Dataset content:

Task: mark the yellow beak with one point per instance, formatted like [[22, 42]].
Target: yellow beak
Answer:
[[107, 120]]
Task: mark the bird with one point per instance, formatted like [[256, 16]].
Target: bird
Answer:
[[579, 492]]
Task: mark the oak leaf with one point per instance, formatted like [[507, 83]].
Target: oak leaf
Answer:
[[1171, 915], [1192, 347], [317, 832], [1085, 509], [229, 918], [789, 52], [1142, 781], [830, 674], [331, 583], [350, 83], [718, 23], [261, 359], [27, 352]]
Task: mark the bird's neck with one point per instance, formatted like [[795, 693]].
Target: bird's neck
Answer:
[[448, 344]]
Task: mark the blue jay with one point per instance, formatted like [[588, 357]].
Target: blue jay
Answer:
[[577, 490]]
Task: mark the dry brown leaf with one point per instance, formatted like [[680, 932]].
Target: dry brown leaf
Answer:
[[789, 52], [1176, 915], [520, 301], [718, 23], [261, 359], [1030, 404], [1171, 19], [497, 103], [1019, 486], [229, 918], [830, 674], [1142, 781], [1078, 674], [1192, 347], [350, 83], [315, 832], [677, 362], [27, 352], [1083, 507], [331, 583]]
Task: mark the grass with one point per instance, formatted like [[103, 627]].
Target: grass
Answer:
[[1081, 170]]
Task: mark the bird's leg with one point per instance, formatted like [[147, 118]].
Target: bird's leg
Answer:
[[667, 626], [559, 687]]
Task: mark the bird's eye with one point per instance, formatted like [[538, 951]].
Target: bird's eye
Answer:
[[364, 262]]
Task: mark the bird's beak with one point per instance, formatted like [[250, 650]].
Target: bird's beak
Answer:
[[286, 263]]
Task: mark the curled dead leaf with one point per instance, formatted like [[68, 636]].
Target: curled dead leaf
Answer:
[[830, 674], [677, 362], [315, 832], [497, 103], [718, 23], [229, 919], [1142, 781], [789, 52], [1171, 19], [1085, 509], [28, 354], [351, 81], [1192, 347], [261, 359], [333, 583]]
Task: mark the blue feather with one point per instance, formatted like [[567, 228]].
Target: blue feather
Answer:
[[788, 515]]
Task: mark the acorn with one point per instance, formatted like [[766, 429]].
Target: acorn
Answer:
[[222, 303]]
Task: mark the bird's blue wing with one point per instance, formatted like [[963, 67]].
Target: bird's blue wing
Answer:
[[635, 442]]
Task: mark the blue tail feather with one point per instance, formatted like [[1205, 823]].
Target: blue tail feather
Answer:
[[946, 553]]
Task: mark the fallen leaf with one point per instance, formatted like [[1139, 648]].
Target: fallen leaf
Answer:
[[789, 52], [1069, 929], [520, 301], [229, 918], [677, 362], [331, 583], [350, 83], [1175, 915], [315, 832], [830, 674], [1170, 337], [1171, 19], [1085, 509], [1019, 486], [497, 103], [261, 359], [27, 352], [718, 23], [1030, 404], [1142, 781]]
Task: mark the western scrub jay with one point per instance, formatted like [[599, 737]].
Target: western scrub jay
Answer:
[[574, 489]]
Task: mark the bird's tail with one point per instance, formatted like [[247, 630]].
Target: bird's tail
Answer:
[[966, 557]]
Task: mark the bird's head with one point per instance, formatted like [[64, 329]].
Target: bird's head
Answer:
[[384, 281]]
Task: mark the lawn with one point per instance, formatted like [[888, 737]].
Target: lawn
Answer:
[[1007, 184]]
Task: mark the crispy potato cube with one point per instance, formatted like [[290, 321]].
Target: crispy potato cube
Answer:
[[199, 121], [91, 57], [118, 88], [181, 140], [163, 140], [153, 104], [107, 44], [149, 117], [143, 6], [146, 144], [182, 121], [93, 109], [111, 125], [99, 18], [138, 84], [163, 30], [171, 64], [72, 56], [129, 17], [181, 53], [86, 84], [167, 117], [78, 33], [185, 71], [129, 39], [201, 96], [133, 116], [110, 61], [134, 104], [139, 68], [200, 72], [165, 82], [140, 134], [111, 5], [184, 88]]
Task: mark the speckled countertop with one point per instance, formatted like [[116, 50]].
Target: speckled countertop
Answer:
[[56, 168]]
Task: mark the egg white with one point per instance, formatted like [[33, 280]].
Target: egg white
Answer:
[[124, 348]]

Goal of the exercise: Once you have read the records above, set each one down again exactly.

Response box:
Task: mark the yellow beak with one point per instance, formatted like [[22, 42]].
Target: yellow beak
Answer:
[[107, 120]]
Task: mark the bird with one point per instance, formatted like [[256, 16]].
Target: bird
Answer:
[[579, 492]]
Task: mark the oak leaf with one point per instance, formatted like [[507, 83]].
Target: oak leaf
Answer:
[[1171, 915], [1192, 347], [317, 832], [1085, 509], [229, 918], [789, 52], [1142, 781], [830, 674], [331, 583], [350, 83], [718, 23], [261, 359], [27, 352]]
Task: mark the bird's neck with one point per instance, formatted like [[795, 693]].
Target: bird's neck
Answer:
[[448, 344]]
Task: mark the blue jay with one point per instance, formatted like [[588, 357]].
Target: blue jay
Answer:
[[577, 490]]
Task: mark the dry brown leaf with one point per instance, formatted like [[680, 932]].
Target: dry brown leaf
Answer:
[[789, 52], [1176, 915], [520, 301], [718, 23], [261, 359], [1030, 404], [1171, 19], [497, 103], [1019, 486], [229, 918], [830, 674], [1142, 781], [1078, 674], [1192, 347], [350, 83], [315, 832], [677, 362], [27, 352], [1083, 507], [331, 583]]
Task: mark the grass with one point per instance, formatted like [[103, 627]].
Target: grass
Answer:
[[1081, 170]]
Task: mark the bird's leg with one point per instance, formatted like [[147, 118]].
Target: bird's leg
Answer:
[[667, 626], [559, 687]]
Task: mark the bird's eye with one point per instance, formatted like [[538, 951]].
Target: bird's eye
Answer:
[[364, 262]]
Task: mark the bird's beak with one point per instance, formatted like [[250, 650]].
Target: bird's beak
Answer:
[[286, 263]]
Task: mark the curled dead leaf with one point per instance, formatted like [[68, 636]].
Target: curled dead leaf
Answer:
[[830, 674], [677, 362], [315, 832], [497, 103], [718, 23], [229, 919], [1142, 781], [789, 52], [1171, 19], [1085, 509], [28, 354], [351, 81], [1192, 347], [261, 359], [333, 583]]
Task: mark the blue feather with one point per instance, formatted like [[567, 228]].
Target: blue feather
Answer:
[[788, 515]]
Task: mark the acorn with one point per instance, formatted like [[766, 429]].
Target: acorn
Answer:
[[222, 303]]
Task: mark the bird's blue wing with one point per instance, formatted like [[963, 67]].
Target: bird's blue wing
Answer:
[[635, 442]]
Task: mark the blue tail feather with one point per instance, formatted like [[1205, 823]].
Target: blue tail feather
Answer:
[[946, 553]]
Task: mark the fallen leaf with one point per instance, formatted like [[1139, 648]].
Target: fallen leaf
Answer:
[[789, 52], [1069, 929], [520, 301], [229, 918], [677, 362], [331, 583], [350, 83], [1175, 915], [315, 832], [830, 674], [1170, 337], [1171, 19], [1085, 509], [1019, 486], [497, 103], [261, 359], [27, 352], [718, 23], [1030, 404], [1142, 781]]
Task: mark the western scrub jay with one point per instance, formatted like [[599, 737]].
Target: western scrub jay
Answer:
[[574, 489]]
Task: mark the bird's tail with one point per instance, formatted like [[247, 630]].
Target: bird's tail
Answer:
[[966, 557]]
Task: mark the bird's head with one point per instance, formatted like [[64, 329]].
Target: bird's head
Answer:
[[384, 281]]
Task: mark the lawn with one point per instance, formatted like [[888, 737]].
Target: lawn
Answer:
[[1007, 184]]
Task: mark the crispy potato cube with one point per instance, formatted like [[290, 321]].
Target: crispy potato cube
Answer:
[[199, 121], [91, 57], [118, 88], [181, 140], [163, 140], [153, 104], [107, 44], [149, 117], [143, 6], [146, 144], [182, 121], [93, 109], [111, 125], [99, 18], [138, 84], [163, 30], [171, 64], [72, 56], [129, 17], [181, 53], [86, 84], [167, 117], [78, 33], [185, 71], [129, 39], [201, 96], [133, 116], [110, 61], [134, 104], [139, 68], [200, 72], [165, 82], [140, 134], [111, 5], [184, 88]]
Task: mark the speckled countertop with one point per instance, formatted like [[116, 50]].
Target: speckled countertop
Answer:
[[56, 168]]
Task: mark the egg white with one point per instance, formatted like [[33, 280]].
Target: egg white
Answer:
[[124, 348]]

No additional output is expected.